## Task objective:
Please rewrite every line of the listing below as a Markdown table with two columns, Row and Line. Number each row and leave out blank lines.

(Annotation data based on points)
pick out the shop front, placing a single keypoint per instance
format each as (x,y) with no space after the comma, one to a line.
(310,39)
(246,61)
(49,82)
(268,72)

## Task answer:
| Row | Line |
|---|---|
| 1 | pick out the shop front, placing a single keypoint per instance |
| 2 | format each as (x,y) with no space after the comma, one to a line. |
| 3 | (310,39) |
| 4 | (246,61) |
| 5 | (49,82) |
| 6 | (268,72) |